» YOUR TASK
Output each line of the listing below as a numbered list, skipping any blank lines and leaving out the pictures.

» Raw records
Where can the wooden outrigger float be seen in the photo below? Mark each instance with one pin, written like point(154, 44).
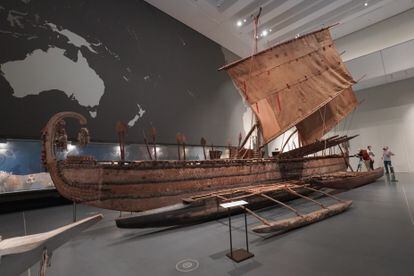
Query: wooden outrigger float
point(20, 253)
point(346, 180)
point(206, 207)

» SOLUTION BELOW
1. Where can the wooden outrigger float be seen in the photo below? Mark each instance with one pin, written like point(154, 44).
2. Query: wooden outrigger float
3. point(20, 253)
4. point(346, 180)
5. point(206, 207)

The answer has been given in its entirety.